§ **TEXTO PARA REVISIÓN**:

++++++++

Hasta llegar el momento de perder la conciencia y la vida misma, aquel hombre de pequeña estatura y ojos bondadosos de un color gris profundo, recordaría la oleada de alegría que estremeció su cuerpo, como nunca antes le había sucedido, durante los días 21 y 22 de agosto de 1909. A su lado estaba un menudo hombre de ojos rasgados, que desde Japón se había incorporado a la fundación Georg Speyer en Fráncfort, Alemania, para ayudarlo en la tenaz tarea que había iniciado muchos años atrás. Juntos ahora, habían inoculado innumerable número de gallinas, pollos y gallos, cuya sangre estaba copada por espiroquetas pálidas, responsables de la sífilis, que en el hombre provocaba tan terrible enfermedad. No hacía mucho tiempo que este agresivo agente microbiano había sido identificado por el zoólogo alemán Fritz Schaudinn. Llegaba el momento de ratificar si el compuesto que había logrado encontrar denominado 606, por ser ese el número del experimento que había resultado exitoso, tenía efecto letal sobre las espiroquetas y muy especialmente, sin causar lesiones severas al huésped.
El día 21 antes señalado, ambos escogieron un robusto conejo, que salvo dos feas úlceras sifilíticas en el escroto, producto de la inoculación de espiroquetas dos meses atrás, gozaba de buena salud. Para no dejar espacio a duda alguna, examinaron bajo el microscopio una gota de sangre, observando una constelación del terrible microbio que originaba la «enfermedad que no osaba decir su nombre». El maestro, que ya comenzaba a sentir el peso de los años, a pesar de que apenas tenía 55, más que todo, producto de la muy intensa actividad desarrollada desde muy joven, amén de un estilo de vida nada saludable (fumaba 25 habanos por día), le ordenó a su colaborador: póngale la inyección. Veremos cómo se comporta nuestra esquiva criatura, de nombre 606 por ahora.

++++++++

§ **CONSIGNA 1**:
Según el relato sobre el compuesto 606, ¿por qué recibió el compuesto ese nombre? Responda en una a tres oraciones.
§ **CONSIGNA 2**:
Prosiga el relato sobre el compuesto 606 a partir de su última oración.
Los ítems recopilados no intervienen en este ejercicio.

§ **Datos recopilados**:
++++++++

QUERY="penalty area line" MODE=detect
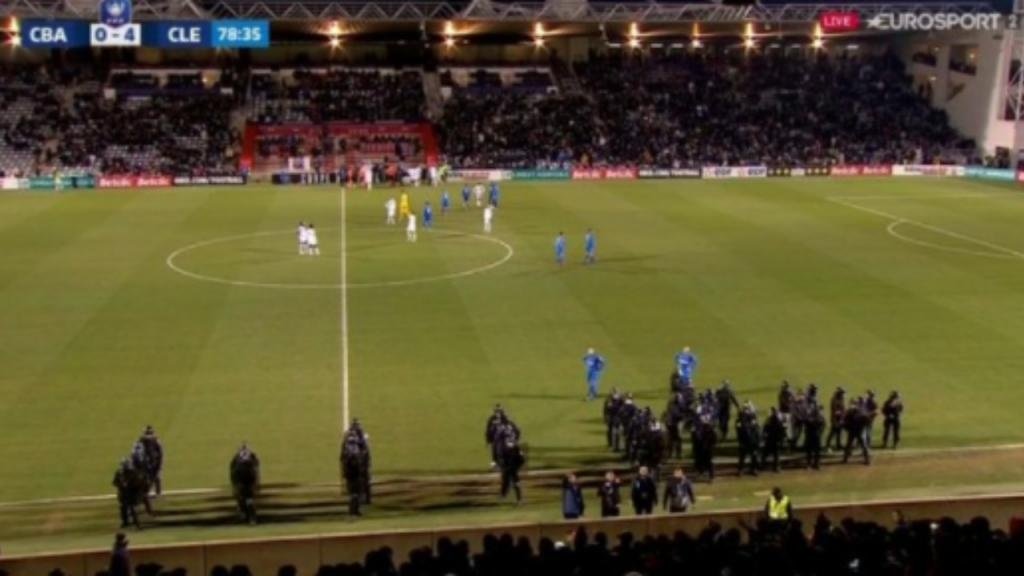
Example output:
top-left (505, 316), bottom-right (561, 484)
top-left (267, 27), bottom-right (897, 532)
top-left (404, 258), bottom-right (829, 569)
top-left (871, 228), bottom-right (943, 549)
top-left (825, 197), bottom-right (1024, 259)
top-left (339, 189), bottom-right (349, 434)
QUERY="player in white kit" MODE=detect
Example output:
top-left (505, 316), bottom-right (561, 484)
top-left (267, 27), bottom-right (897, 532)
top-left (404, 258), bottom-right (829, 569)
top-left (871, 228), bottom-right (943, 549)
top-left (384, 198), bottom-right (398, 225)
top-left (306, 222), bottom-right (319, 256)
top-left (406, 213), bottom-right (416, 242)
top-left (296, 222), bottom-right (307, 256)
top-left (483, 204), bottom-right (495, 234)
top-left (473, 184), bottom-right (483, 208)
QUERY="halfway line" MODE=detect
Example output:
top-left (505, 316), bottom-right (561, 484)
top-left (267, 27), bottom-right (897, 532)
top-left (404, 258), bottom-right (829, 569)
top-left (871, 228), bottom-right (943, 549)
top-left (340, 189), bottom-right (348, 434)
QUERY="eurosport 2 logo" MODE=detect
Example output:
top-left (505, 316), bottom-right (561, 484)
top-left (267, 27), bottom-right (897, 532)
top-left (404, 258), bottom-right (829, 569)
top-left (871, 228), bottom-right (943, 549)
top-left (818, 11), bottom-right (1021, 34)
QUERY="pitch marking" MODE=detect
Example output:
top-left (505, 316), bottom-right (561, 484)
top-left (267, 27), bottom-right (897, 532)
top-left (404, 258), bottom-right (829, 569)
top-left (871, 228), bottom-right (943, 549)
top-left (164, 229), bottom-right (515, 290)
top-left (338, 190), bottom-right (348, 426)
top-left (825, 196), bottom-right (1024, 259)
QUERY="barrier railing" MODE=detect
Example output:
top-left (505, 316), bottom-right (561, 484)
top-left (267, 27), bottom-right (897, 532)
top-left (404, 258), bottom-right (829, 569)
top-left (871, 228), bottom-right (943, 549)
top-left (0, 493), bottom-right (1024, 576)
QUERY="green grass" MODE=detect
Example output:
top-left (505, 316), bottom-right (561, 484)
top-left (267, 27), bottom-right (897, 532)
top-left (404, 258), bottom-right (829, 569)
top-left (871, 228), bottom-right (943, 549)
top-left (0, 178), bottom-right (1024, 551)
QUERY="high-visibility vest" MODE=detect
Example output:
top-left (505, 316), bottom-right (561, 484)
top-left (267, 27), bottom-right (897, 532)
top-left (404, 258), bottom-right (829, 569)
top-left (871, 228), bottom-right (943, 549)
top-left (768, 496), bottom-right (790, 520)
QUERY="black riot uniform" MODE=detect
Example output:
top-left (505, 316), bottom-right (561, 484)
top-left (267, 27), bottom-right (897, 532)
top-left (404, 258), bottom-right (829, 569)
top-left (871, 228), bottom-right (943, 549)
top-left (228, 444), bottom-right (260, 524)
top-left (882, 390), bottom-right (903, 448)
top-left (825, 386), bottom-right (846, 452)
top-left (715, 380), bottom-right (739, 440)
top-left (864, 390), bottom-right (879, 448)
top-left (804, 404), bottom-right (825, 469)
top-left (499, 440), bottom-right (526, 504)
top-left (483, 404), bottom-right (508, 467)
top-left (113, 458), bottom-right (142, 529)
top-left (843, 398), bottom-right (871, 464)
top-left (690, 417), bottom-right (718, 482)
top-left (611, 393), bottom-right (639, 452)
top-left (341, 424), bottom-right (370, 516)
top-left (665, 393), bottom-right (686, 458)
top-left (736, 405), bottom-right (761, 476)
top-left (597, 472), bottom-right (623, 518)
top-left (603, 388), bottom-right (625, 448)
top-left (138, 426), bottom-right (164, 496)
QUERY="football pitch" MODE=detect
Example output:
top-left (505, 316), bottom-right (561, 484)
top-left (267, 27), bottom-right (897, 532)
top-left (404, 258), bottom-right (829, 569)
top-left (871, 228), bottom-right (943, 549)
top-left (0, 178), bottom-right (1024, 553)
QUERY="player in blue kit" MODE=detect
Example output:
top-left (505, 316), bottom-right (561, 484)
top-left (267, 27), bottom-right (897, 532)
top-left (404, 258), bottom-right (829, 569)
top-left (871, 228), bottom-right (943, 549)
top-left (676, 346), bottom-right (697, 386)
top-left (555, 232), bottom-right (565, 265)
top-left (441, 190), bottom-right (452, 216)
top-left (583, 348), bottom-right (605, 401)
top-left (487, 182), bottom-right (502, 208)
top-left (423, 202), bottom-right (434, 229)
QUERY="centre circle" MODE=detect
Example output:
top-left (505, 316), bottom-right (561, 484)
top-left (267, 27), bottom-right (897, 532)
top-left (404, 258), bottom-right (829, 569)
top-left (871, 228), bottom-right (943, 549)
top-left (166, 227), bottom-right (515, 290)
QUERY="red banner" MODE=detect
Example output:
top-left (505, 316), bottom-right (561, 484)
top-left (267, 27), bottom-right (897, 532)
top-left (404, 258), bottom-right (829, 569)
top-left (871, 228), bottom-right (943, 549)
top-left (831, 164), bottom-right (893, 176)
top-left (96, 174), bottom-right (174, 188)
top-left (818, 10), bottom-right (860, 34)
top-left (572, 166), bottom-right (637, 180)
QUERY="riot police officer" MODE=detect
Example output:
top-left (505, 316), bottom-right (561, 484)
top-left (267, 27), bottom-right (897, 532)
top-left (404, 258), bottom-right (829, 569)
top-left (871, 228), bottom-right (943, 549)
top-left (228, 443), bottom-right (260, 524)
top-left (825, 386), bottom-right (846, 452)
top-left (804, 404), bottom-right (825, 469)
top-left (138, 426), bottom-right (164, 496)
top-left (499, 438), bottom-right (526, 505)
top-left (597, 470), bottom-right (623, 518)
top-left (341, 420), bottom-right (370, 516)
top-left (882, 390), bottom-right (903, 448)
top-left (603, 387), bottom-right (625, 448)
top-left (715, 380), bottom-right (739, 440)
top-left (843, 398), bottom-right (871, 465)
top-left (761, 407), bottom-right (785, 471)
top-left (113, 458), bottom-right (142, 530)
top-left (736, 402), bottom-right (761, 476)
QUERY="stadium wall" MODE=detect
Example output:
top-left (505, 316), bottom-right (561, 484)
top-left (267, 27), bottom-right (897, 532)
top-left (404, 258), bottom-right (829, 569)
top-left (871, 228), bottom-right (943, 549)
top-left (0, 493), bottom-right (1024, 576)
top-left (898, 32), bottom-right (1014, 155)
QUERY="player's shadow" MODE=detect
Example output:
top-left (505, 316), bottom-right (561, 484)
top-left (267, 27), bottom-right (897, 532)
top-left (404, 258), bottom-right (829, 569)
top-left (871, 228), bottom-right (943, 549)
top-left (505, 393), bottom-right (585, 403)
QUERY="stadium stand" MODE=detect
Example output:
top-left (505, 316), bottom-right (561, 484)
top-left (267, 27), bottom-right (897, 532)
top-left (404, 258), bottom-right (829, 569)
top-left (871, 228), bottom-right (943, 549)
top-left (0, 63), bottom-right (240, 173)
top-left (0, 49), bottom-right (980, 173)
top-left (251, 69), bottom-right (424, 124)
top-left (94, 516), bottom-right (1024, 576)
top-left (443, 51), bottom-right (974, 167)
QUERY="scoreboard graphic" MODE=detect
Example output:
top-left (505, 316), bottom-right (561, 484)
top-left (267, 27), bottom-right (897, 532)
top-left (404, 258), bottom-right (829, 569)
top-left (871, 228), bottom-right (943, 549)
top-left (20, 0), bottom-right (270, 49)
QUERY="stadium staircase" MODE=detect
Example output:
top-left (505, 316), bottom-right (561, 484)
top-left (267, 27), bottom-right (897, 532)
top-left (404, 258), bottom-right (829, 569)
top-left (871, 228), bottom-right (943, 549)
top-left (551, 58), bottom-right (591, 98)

++++++++

§ **RESPUESTA DEL EJERCICIO 1**:
El compuesto se denominó 606 porque ese era el número del experimento que había resultado exitoso.

§ **RESPUESTA DEL EJERCICIO 2**:
Al día siguiente, 22 de agosto, los dos hombres acudieron presurosos y expectantes al laboratorio. Observaron de inmediato las lesiones del conejo y al ver que comenzaban a curar, la alegría se reflejaba notoriamente en ambos rostros. Al teutón le costó contenerse para dar un abrazo sentido al japonés pero le estrechó la mano efusivamente. Posteriormente examinaron una gota de sangre y ya no quedaban trazos de las espiroquetas. Se quedaron hasta bien entrada la noche en el laboratorio observando el conejo y no habían ocurrido señales de las tan temidas reacciones adversas ocurridas años atrás con también otros derivados arsenicales.
El profesor, de nombre Paul Ehrlich, dijo con euforia inocultable: parece que es inocuo, activo y repito, inocuo, hemos encontrado al fin la «bala mágica».
En efecto, respondió, Sahachiro Hato, su ayudante, de apenas 26 años de edad para ese momento, pero ya con amplia experiencia de investigación con conejos adquirida con Shibasaburo Kitasato, su famoso compatriota en el instituto para el estudio de las enfermedades infecciosas de Tokio, que precisamente lleva tal nombre, hemos dado en el blanco. Falta ahora hacer la prueba en humanos (P.de Kruif).
Sin embargo, ya en la cama, el profesor dispuesto a dormir, no cesaba de preguntarse: ¿será en verdad, realmente inocuo? Habrá que esperar un tiempo más, para comprobar si en efecto no produce daño a los pacientes.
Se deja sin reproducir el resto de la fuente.